▸ **PROBLEMS TO WORK ON**:
**A)** In the review of A Million Miles Away, rewrite the stretch from "He earned his" through "his boyhood dream.", replacing "Livermore National Lab" with "Lawrence Livermore National Laboratory".
**B)** According to the review of A Million Miles Away, who sat next to José's parents at the launch?
**C)** Please continue the review of A Million Miles Away from its last sentence.

▸ **TEXT SECTION**:
----
When you ask little kids what they want to be when they grow up you will often get a select group of answers. You rarely hear students saying they want to be an engineer, stockbroker, accountant, guidance counselor, or biologist. However, you frequently will get answers like ballerina, doctor, cowboy, firefighter, or astronaut. For José M. Hernández, astronaut was always in the back of his mind but as the son of Mexican migrant workers, that dream seemed very far-fetched. Spending a quarter of his year in Mexico and nine months of the year driving up and down the West Coast of The United States, he didn't have a stable home and educational life to support his dream. A Million Miles Away from Amazon Studios is his story.
José (Michael Peña; American Hustle) spent much of his childhood in cars or in the growing fields of California. His parents, and sometimes he and his siblings, were migrant workers spending nine months of the year traveling to where the work was. However, when José was in second grade his teacher urged his parents to stay in Stockton so the children could utilize their potential educationally. By that point, after watching the last US moon landing on television in 1972, José had already decided he wanted to be an astronaut.
He earned his Bachelor's and Master's degrees in Engineering and worked at Livermore National Lab while he applied to the Astronaut program at NASA. After eleven rejections, flying lessons, scuba diving certifications, and learning Russian, he was selected for the training program in 2004. Four years later he. Was part of the team on the STS-128 mission to the International Space Station. At the launch, his second-grade teacher sat next to his parents at Kennedy Space Center in Florida as José finally realized his boyhood dream.
----
▸ **DATA SECTION**:
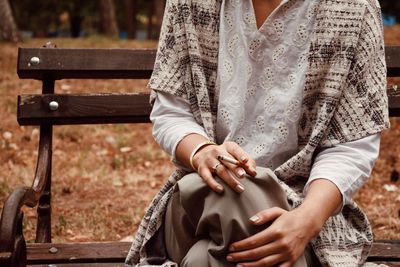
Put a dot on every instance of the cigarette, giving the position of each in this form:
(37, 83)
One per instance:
(228, 159)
----
▸ **EXPECTED RESPONSES**:
**A)**
He earned his Bachelor's and Master's degrees in Engineering and worked at Lawrence Livermore National Laboratory while he applied to the Astronaut program at NASA. After eleven rejections, flying lessons, scuba diving certifications, and learning Russian, he was selected for the training program in 2004. Four years later he. Was part of the team on the STS-128 mission to the International Space Station. At the launch, his second-grade teacher sat next to his parents at Kennedy Space Center in Florida as José finally realized his boyhood dream.

**B)** His second-grade teacher.

**C)**
Casting Peña was a genius move by director Alejandra Márquez Abella (Northern Skies Over Empty Space) as this may very well be his finest performance ever. Peña is always solid whether he is doing comedy or drama but this is one of the few times he plays the lead and he portrays every emotion authentically. Rosa Salazar (Alita: Battle Angel) as Adela is also excellent and the two actors have the kind of chemistry that portrays a partnership, not just a relationship. They show José and his wife are clearly a team as he strives for his dream.
Márquez Abella sets the pace early on and while the beginning of the film offers a condensed version of José's younger life, the meat of the story really starts coming in at the end of act one. As a fairly new feature film director working with a seasoned cast, she manages to pull excellent performances. The writing, however, is merely okay and rather pedestrian. Luckily, Peña, Salazar, and the rest of the cast infuse warmth and emotion into the dialogue elevating it beyond the words as they were written on the page.
A Million Miles Away is a tried and true underdog story that makes the movie appealing to an underrepresented segment of the population. It also offers some excellent life lessons that young people today could use a good dose of. José did what he had to do to realize his dream instead of expecting everything to. Be handed to him and, even after eleven rejections, he didn't give up. The film somewhat follows the standard story of "I think I can" but adds a layer of heart that elevates it to the next level.
If you need a feel-good story, let me recommend A Million Miles Away. Peña and Salazar definitely make it worth the ride.